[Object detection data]
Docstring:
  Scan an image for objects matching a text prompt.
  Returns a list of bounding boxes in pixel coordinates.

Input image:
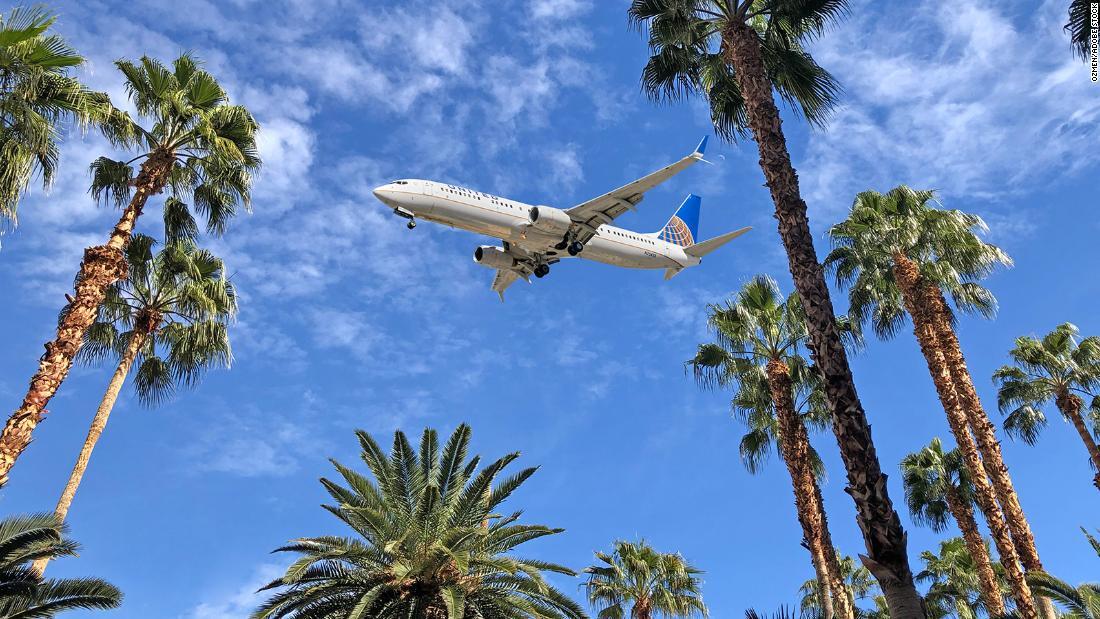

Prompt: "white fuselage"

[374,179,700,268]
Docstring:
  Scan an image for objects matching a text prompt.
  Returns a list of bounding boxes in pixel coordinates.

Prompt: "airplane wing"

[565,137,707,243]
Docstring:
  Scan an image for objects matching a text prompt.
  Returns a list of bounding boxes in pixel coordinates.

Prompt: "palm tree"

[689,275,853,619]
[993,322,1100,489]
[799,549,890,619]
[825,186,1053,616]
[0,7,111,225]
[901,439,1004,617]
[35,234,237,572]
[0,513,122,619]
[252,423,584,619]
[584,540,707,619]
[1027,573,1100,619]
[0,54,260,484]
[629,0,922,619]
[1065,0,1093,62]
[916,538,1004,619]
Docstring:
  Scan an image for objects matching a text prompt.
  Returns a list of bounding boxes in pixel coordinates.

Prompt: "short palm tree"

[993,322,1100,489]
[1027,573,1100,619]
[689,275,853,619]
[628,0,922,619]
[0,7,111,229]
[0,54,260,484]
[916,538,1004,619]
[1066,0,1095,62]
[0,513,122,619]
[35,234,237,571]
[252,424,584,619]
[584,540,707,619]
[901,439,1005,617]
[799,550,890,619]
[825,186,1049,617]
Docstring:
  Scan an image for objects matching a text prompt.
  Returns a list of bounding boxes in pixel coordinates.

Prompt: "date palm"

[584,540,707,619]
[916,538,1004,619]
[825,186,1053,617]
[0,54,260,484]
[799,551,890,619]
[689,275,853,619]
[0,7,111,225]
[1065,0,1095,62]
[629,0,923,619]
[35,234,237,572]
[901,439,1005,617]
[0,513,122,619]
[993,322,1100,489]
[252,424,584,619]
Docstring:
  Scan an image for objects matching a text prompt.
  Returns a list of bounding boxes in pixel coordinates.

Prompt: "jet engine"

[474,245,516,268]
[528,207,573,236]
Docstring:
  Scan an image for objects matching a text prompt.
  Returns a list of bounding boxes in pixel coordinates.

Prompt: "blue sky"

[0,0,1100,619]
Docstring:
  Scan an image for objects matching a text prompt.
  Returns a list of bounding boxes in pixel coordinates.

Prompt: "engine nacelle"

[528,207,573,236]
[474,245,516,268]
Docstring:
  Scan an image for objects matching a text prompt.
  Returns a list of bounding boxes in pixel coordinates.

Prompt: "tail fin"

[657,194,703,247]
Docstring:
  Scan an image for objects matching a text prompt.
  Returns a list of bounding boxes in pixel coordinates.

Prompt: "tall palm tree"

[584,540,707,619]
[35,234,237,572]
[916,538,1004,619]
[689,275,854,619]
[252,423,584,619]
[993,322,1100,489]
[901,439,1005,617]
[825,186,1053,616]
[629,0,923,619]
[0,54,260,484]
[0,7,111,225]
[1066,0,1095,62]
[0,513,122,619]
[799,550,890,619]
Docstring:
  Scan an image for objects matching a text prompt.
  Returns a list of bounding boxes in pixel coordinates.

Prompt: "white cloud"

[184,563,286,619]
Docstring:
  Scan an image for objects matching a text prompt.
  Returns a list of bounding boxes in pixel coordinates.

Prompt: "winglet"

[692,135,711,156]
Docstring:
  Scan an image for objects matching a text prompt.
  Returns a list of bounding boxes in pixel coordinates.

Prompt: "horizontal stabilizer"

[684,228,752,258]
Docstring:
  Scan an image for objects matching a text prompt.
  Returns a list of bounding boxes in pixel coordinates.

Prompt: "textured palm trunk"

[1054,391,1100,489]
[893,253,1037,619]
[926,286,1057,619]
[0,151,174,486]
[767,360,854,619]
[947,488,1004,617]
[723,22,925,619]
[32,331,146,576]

...

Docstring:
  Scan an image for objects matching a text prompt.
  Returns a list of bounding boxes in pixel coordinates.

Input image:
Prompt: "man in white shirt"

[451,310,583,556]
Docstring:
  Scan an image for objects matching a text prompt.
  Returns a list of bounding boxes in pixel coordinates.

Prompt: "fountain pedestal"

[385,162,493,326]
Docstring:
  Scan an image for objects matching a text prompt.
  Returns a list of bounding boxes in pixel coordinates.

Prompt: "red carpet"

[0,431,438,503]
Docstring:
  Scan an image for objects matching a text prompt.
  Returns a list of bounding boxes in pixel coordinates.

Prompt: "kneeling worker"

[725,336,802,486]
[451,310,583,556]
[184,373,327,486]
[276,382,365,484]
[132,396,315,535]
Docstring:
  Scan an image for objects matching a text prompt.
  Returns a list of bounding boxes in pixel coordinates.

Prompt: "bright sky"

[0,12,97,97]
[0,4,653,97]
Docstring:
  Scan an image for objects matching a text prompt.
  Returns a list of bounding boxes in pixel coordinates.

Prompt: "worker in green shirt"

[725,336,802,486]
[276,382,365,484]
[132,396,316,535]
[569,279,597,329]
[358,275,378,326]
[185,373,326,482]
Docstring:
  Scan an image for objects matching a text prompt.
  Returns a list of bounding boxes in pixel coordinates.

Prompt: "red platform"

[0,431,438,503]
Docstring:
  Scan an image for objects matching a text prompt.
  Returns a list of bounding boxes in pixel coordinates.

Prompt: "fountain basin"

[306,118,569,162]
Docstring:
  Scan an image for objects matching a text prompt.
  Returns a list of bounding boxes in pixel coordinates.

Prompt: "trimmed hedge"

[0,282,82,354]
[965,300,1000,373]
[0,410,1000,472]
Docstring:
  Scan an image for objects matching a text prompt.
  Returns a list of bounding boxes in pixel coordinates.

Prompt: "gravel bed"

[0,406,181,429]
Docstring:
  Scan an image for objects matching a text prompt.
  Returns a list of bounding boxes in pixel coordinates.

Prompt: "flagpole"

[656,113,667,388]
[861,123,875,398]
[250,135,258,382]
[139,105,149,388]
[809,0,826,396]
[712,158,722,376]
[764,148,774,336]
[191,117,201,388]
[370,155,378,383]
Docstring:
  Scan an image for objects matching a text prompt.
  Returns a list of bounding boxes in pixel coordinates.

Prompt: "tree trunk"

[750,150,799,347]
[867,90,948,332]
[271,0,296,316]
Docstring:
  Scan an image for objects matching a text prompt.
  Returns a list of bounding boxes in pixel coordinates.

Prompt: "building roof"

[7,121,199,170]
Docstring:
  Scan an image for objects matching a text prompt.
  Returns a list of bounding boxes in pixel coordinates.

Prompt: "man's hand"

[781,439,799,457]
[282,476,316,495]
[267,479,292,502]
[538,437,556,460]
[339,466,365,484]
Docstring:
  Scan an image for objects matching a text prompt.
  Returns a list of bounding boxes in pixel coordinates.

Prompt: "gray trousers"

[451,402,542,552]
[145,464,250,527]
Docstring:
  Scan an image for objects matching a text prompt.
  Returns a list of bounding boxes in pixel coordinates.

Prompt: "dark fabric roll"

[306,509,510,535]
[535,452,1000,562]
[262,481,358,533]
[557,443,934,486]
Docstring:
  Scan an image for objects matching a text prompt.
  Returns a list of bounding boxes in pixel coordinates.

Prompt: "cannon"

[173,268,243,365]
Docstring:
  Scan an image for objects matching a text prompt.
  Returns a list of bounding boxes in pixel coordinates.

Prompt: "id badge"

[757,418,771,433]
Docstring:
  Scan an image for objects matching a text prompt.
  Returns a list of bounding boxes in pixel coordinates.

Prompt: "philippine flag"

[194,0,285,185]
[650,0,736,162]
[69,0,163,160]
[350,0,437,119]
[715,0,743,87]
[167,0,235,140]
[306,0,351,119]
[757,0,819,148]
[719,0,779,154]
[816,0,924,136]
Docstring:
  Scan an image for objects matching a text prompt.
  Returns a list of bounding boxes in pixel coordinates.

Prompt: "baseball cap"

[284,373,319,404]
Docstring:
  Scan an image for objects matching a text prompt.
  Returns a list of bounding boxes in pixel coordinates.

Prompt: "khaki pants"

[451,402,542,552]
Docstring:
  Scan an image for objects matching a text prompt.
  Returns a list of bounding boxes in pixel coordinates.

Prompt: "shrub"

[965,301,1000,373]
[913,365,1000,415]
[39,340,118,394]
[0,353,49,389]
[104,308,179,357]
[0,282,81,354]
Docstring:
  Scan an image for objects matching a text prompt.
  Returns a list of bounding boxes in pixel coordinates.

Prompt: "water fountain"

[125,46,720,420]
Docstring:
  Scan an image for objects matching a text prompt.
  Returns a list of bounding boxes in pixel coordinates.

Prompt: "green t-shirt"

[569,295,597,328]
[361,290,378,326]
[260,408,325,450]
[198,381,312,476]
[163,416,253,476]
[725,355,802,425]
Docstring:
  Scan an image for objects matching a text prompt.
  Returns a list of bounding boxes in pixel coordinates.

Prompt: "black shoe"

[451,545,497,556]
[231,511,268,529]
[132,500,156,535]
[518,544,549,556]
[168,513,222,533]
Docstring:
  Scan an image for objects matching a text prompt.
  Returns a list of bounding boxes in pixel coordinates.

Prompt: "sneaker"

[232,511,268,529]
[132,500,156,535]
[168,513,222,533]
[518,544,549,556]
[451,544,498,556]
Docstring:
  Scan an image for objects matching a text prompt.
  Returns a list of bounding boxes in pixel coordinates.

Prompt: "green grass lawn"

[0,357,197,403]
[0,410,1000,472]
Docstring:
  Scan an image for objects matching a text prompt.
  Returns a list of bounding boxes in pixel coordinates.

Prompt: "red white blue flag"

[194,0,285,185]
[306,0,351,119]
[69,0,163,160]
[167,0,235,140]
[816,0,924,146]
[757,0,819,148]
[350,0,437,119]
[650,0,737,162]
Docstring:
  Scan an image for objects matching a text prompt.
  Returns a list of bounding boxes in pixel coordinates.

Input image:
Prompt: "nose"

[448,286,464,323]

---

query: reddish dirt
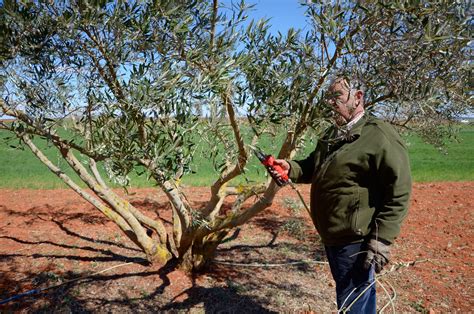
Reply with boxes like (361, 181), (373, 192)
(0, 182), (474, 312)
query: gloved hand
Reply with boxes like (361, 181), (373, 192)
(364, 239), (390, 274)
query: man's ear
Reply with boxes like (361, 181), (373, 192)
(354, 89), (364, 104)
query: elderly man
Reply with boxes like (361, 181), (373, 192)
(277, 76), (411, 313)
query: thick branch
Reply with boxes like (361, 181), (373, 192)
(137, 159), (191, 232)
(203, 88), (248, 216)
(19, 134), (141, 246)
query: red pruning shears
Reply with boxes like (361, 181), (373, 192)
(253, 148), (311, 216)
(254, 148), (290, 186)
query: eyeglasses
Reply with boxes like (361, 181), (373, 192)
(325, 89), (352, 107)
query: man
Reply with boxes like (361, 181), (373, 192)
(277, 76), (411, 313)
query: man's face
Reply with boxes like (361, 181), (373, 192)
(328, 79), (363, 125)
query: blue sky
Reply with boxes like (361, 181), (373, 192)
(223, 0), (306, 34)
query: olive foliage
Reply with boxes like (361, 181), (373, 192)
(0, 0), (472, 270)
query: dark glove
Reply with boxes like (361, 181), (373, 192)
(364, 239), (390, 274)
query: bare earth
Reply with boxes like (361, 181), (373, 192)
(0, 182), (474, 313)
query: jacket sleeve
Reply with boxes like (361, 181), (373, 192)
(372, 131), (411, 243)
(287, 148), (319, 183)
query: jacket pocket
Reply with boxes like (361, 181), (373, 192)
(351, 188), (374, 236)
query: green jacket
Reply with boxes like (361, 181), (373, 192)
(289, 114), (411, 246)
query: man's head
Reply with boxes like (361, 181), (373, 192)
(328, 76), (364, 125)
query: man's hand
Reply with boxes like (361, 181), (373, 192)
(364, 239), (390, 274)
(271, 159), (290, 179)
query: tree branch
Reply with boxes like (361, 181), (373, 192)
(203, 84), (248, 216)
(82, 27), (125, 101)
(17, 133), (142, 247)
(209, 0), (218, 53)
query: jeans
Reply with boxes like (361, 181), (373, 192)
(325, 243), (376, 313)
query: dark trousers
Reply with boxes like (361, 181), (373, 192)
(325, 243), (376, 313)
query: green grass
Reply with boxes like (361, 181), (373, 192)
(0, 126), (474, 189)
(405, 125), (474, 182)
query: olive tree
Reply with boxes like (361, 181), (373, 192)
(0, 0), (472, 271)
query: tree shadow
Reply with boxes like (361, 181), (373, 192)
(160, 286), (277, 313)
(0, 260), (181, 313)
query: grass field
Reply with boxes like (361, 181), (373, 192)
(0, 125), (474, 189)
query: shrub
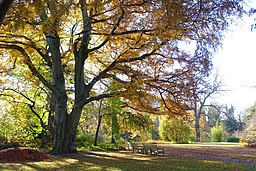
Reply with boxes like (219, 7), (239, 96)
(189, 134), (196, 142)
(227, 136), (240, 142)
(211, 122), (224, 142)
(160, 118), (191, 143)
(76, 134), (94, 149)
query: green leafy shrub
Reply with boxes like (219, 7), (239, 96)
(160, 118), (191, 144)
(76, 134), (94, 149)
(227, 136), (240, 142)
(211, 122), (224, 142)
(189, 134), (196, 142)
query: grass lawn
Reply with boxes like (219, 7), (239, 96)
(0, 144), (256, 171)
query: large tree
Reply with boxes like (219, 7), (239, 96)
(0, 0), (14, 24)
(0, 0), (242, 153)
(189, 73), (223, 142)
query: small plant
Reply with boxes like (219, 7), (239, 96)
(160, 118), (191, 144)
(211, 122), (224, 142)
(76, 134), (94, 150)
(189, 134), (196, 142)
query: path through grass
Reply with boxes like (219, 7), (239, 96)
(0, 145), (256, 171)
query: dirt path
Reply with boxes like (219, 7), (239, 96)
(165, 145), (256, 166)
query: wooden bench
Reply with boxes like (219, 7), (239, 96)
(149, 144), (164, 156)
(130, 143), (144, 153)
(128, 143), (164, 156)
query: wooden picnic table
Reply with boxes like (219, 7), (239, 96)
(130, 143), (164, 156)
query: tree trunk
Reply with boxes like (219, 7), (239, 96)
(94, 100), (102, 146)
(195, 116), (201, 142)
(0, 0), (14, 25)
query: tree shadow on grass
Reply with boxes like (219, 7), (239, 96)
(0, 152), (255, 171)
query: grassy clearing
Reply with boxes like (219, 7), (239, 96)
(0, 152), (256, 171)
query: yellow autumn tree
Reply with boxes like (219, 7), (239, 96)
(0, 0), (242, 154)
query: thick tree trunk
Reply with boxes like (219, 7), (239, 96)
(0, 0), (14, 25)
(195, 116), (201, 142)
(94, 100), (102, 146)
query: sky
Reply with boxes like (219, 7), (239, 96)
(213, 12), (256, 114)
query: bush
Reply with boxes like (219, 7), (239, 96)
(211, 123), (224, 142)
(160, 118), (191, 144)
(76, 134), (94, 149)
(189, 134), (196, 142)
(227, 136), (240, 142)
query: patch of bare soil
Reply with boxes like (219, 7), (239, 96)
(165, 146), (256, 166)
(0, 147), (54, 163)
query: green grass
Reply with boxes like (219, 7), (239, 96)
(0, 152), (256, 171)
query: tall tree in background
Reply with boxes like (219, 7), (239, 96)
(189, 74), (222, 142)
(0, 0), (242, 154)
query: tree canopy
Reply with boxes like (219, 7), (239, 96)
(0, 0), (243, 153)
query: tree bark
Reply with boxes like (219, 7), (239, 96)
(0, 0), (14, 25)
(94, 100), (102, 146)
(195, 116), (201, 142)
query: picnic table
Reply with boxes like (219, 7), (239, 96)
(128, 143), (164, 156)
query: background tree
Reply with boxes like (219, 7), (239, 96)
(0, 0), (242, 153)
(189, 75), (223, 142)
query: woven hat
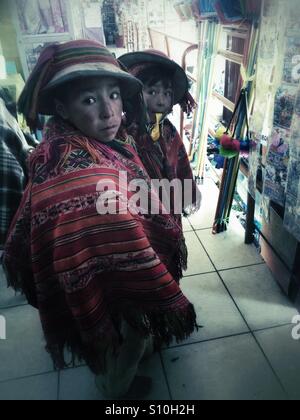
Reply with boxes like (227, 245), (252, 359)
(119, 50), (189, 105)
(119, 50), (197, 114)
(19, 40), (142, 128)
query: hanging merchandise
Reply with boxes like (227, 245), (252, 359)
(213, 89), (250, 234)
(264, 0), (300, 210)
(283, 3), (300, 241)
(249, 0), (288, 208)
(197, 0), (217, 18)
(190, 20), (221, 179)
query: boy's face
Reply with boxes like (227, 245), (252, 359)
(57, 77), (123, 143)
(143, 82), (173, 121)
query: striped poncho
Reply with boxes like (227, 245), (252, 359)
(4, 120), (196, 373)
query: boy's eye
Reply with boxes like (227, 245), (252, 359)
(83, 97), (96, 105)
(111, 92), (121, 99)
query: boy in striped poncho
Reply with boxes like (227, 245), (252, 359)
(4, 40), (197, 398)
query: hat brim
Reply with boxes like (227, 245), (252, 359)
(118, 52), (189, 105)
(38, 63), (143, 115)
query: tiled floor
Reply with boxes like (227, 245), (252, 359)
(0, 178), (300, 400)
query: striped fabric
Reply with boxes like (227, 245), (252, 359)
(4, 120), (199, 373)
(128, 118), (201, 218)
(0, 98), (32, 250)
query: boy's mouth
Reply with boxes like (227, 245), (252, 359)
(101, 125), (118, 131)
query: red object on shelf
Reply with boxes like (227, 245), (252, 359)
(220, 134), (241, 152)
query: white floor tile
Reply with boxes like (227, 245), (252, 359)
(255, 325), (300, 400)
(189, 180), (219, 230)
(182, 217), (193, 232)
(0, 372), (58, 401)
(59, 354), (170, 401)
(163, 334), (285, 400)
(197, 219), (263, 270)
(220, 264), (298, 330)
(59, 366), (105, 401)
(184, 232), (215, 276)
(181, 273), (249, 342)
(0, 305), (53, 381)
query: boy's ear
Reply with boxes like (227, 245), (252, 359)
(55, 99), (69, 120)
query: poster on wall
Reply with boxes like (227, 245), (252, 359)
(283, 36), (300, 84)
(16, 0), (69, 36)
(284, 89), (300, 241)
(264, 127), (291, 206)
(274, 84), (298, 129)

What to work on: Report every line of the entries that contains the word "background".

Full answer:
query: tall tree in background
query: background tree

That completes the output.